---- Source text
Pakistani detainees in US: tales of betrayal and backstabbing
By Anwar Iqbal

WASHINGTON, Aug 6: Many Pakistanis arrested in the United States after the Sept 11 terrorist attacks were betrayed by their friends, relatives and family members. Official record tells sad tales of backstabbing and betrayal.

In the greater Washington area, two Pakistani food chains reported at least 80 Pakistani nationals to the US authorities to settle scores with each other.

In other cases, in-laws led immigration officials to estranged spouses, often over minor domestic disputes. There were also cases of family members ratting on each other.

"At least 25 per cent of the detainees were betrayed by someone they trusted," a Pakistani social worker, who provides legal advice to those in trouble, said.

"Sometimes local Americans were more helpful than their fellow Pakistanis and Muslims," the social worker said, displaying a bunch of pamphlets published in Urdu, Persian, Arabic, Hindi and Bengali languages by the American Civil Liberties Union.

The pamphlet tells Muslim immigrants living in the United States what to do and who to approach when confronted by the INS officers. It tells them what legal rights does an immigrant have in the American society and how he could defend himself.

Some 18 Pakistanis contacted the embassy in Washington, asking the staff to report a particular person to the police or immigration officers because he refused to lend his car to them or failed to return the money he had borrowed. Imran Ali, a Pakistani diplomat who provides consular assistance to the immigrants in trouble, complains that the lawyers also exploited the situation to make money. "They often gave them wrong advice, asking them to apply for political asylum or change their address or simply run away from the police," he said.

Although the lawyers knew that once the order was issued it's almost impossible for an immigrant to avoid deportation, yet they continued to mislead their clients. "Many of these lawyers were from the subcontinent but local American lawyers also took advantage of the situation," Mr Ali said.

INS officials say that a large number of Pakistani immigrants came to the United States during the Clinton era when immigration control was not strict and visa restrictions were also relaxed.

Surprisingly, most of the Pakistanis who came during this period (1992-2000) were from a rural belt in Punjab - Wazirabad, Sialkot and Gujrat - rather than the major cities. "The credit goes to a gang of expert forgers operating in those areas in the 1990s," the social worker said. "They were so good that even the INS recognized them as expert forgers."

Once they cleared a US port, most Pakistanis, like other immigrants, never went back, not even after their visas expired. "But unlike other immigrants they were not good at legalizing their stay," says a Pakistani lawyer who helped some of them.
--------
---- Information supplied
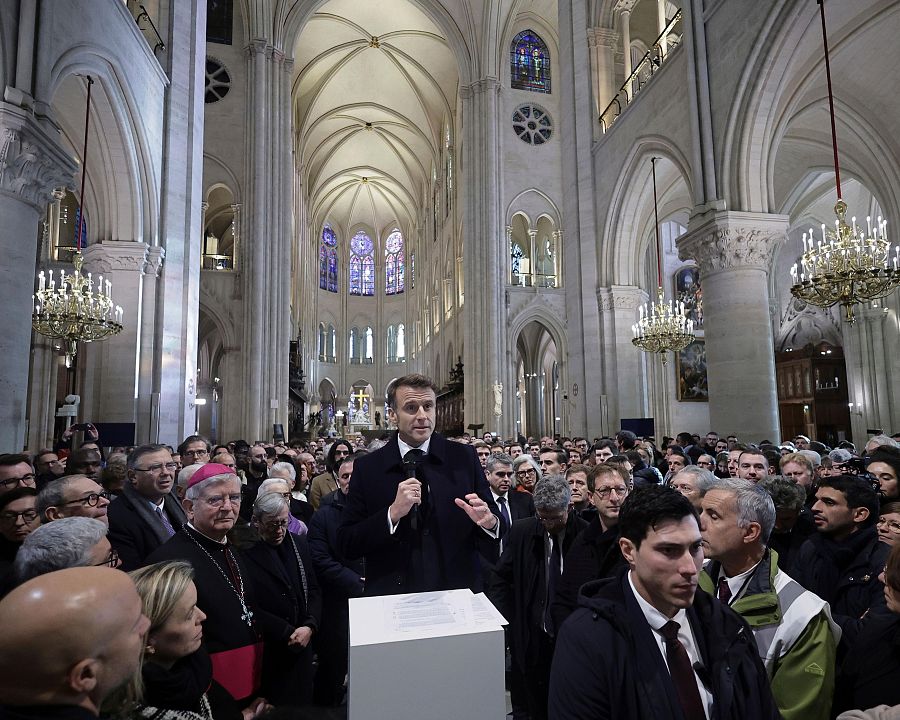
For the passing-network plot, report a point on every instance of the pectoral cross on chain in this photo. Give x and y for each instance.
(247, 617)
--------
What to do
[1] Answer from the article on Pakistani detainees:
(a) How many Pakistani nationals did two Pakistani food chains in the greater Washington area report to US authorities?
(b) In which languages were the American Civil Liberties Union pamphlets published?
(c) Which rural places in Punjab are named as where most Pakistanis arriving in 1992-2000 came from?
[2] Reproduce the article on Pakistani detainees, beginning at the words "Surprisingly, most of" and stopping after "some of them.". Switch "forgers" to "counterfeiters" wherever it appears.

Results by task
[1]
(a) At least 80.
(b) Urdu, Persian, Arabic, Hindi and Bengali.
(c) Wazirabad, Sialkot and Gujrat.

[2]
Surprisingly, most of the Pakistanis who came during this period (1992-2000) were from a rural belt in Punjab - Wazirabad, Sialkot and Gujrat - rather than the major cities. "The credit goes to a gang of expert counterfeiters operating in those areas in the 1990s," the social worker said. "They were so good that even the INS recognized them as expert counterfeiters."

Once they cleared a US port, most Pakistanis, like other immigrants, never went back, not even after their visas expired. "But unlike other immigrants they were not good at legalizing their stay," says a Pakistani lawyer who helped some of them.